*THE PROBLEM*: Look below for the line containing "Query: yellow foliage"; from there through the line containing "Query: red roofed building", both lines included, please set down each line exactly and nothing else.

*SUPPLIED MATERIAL*:
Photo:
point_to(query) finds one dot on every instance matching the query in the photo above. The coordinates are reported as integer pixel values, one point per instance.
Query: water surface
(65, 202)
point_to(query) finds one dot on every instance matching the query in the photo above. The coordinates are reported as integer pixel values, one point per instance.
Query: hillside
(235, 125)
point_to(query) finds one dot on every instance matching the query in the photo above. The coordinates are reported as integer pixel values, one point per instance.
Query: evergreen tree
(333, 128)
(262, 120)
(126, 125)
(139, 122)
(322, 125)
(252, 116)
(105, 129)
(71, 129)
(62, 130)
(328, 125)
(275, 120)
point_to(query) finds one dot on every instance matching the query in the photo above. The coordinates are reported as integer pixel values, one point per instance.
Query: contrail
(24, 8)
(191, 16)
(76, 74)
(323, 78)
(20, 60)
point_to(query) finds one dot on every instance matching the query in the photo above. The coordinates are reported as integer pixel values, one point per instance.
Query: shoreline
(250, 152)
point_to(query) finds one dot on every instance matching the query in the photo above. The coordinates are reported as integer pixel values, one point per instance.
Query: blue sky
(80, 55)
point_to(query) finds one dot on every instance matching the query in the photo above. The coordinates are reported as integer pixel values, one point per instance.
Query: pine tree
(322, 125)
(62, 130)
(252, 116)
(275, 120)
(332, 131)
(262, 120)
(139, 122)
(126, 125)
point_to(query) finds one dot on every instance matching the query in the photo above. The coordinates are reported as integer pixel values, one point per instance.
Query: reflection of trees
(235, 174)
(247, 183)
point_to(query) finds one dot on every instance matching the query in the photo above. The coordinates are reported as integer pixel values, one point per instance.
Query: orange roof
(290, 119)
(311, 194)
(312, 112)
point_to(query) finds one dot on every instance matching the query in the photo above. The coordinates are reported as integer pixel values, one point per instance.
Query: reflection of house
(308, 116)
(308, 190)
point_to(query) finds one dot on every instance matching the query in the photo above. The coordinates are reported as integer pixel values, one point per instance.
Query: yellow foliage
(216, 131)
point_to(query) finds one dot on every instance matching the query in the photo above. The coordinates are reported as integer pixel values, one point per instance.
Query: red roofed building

---

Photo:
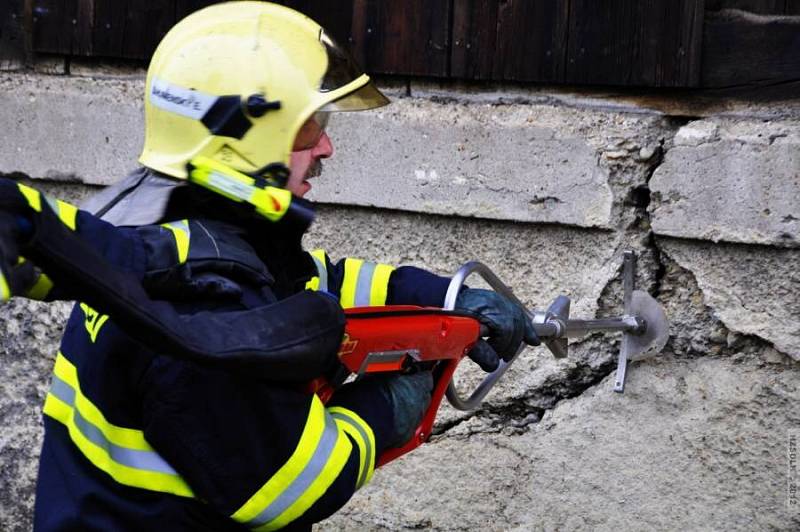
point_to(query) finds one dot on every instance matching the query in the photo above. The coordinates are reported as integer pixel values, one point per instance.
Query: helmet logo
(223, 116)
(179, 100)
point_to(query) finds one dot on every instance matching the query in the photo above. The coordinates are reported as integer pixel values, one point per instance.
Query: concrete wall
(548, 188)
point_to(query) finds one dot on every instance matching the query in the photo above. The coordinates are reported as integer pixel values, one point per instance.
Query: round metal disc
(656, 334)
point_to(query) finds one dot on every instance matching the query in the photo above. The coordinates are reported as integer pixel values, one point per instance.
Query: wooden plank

*ANSWER TO THE EXERCISE*:
Query: yellow foliage
(216, 131)
point_to(query) finds one dot on every instance matching the query in the photo above. The coordinates are reported as integer pixel values, one point per instance.
Query: red roofed building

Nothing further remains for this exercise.